◆ WHAT THIS TASK INVOLVES ◆
Retype all the records with nothing changed.

Point annotation dataset records
'''

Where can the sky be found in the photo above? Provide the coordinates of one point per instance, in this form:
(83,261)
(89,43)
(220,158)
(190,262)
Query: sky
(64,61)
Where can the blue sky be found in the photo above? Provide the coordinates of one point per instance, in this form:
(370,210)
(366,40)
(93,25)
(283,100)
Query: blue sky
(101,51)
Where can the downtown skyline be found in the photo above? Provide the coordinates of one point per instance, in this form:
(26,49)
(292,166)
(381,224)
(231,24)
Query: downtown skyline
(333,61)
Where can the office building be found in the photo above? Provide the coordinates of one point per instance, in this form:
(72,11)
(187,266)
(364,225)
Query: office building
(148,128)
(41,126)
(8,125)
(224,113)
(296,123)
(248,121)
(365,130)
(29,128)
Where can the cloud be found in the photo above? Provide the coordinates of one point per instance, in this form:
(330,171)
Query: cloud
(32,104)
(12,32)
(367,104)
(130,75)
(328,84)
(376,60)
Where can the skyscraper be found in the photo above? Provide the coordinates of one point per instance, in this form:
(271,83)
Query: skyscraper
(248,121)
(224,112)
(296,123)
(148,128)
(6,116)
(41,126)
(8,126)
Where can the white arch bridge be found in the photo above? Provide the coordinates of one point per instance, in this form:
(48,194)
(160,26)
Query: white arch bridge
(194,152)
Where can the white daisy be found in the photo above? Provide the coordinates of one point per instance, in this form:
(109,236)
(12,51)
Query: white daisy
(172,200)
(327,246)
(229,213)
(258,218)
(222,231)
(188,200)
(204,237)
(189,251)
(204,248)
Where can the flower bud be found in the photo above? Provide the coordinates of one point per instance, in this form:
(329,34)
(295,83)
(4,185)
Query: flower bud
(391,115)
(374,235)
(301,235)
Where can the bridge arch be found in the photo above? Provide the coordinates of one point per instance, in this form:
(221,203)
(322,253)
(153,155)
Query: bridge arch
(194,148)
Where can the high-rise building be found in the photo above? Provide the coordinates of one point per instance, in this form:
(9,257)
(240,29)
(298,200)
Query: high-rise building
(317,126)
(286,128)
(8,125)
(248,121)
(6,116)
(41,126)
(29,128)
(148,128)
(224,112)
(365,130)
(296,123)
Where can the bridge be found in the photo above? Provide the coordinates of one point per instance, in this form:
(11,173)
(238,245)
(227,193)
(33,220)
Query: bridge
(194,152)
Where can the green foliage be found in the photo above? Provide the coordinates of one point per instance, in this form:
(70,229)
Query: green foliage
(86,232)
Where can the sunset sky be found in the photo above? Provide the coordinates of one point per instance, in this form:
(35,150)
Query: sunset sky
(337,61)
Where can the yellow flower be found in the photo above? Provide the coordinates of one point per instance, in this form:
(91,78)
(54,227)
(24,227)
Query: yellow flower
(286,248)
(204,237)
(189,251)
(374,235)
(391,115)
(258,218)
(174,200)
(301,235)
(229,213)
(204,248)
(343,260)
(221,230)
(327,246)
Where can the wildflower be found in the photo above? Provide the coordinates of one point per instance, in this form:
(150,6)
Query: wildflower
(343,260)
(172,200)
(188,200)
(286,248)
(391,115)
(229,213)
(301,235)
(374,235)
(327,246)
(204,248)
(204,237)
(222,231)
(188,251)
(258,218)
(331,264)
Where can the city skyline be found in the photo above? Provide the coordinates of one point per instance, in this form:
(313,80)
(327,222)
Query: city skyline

'''

◆ COMPLETE ANSWER ◆
Where can the sky be found in the photo above? Provide the coordinates of one point per instance, in this form:
(83,261)
(89,43)
(220,158)
(190,262)
Query: sky
(64,61)
Where can the blue sky be found in the photo above? Provide the coordinates of one point per instance, in this form:
(370,210)
(366,40)
(93,25)
(283,100)
Query: blue sky
(101,51)
Where can the downtown skyline be found in the photo above? Provide the coordinates of one point per instance, in this form:
(26,49)
(292,166)
(381,224)
(231,24)
Query: downtown skyline
(333,61)
Where can the office building be found in the photo above? Provide the coordinates of one point per instance, in this form:
(72,11)
(187,266)
(364,225)
Query: office building
(148,128)
(41,126)
(8,125)
(224,113)
(296,123)
(248,121)
(365,130)
(29,128)
Where can the cloud be found in the photo above? Provide the coordinates of one point per instance, in this form:
(330,171)
Query: cloud
(32,104)
(12,32)
(367,104)
(130,75)
(328,84)
(376,60)
Where can the skyscraper be found in the photo above? Provide the coordinates of one point per instance, in this form:
(271,83)
Query: skyscraper
(248,121)
(224,112)
(296,123)
(148,128)
(6,116)
(41,126)
(8,126)
Where can the white arch bridge be found in the photo above? Provide the coordinates of one point per instance, in this form:
(48,194)
(160,26)
Query: white arch bridge
(194,152)
Where can the white daisy be found in the photo above? Provide the coordinates of one point per instance, in this form:
(109,236)
(12,51)
Query: white daisy
(172,200)
(327,246)
(229,213)
(258,218)
(222,231)
(188,200)
(204,237)
(189,251)
(204,248)
Where can the flower bud be found in the photo above? Provide the coordinates of one point per instance, in this form:
(329,34)
(295,83)
(4,185)
Query: flower bud
(391,115)
(374,235)
(301,235)
Where can the bridge arch be found in the photo above? Provide the coordinates of one point per instance, in this form:
(221,203)
(322,253)
(153,155)
Query: bridge arch
(194,148)
Where can the high-rise building be found in the photo above? Provide the coordinates of one point per instance, in this form:
(9,257)
(240,29)
(298,200)
Query: high-rise building
(317,126)
(286,128)
(8,125)
(248,121)
(6,116)
(41,126)
(29,128)
(148,128)
(224,112)
(365,130)
(296,123)
Where can the bridge be found in the photo above? Provide the coordinates of one point per instance, in this form:
(11,173)
(238,245)
(227,193)
(33,220)
Query: bridge
(194,152)
Where can the green foliage be found in the photo above? Provide the coordinates of one point per instance, in this form:
(70,229)
Query: green foliage
(86,232)
Where can the sunset sky be found in the photo above? Provide the coordinates of one point per instance, in this form:
(35,150)
Query: sunset sky
(337,61)
Where can the yellow flower be found in the photo above? Provide the coordinates of one point per instance, in this form:
(91,78)
(54,227)
(24,227)
Query: yellow flower
(286,248)
(204,237)
(189,251)
(374,235)
(391,115)
(258,218)
(174,200)
(301,235)
(229,213)
(204,248)
(343,260)
(221,230)
(327,246)
Where can the wildflower be found in the photo above? Provide the coordinates of one point per instance, in this form:
(150,6)
Query: wildflower
(343,260)
(172,200)
(188,200)
(286,248)
(391,115)
(229,213)
(301,235)
(374,235)
(327,246)
(204,248)
(204,237)
(222,231)
(188,251)
(258,218)
(331,264)
Where can the city skyline be found in the photo above? Provide the coordinates of one point per instance, in this form:
(313,80)
(327,222)
Query: city skyline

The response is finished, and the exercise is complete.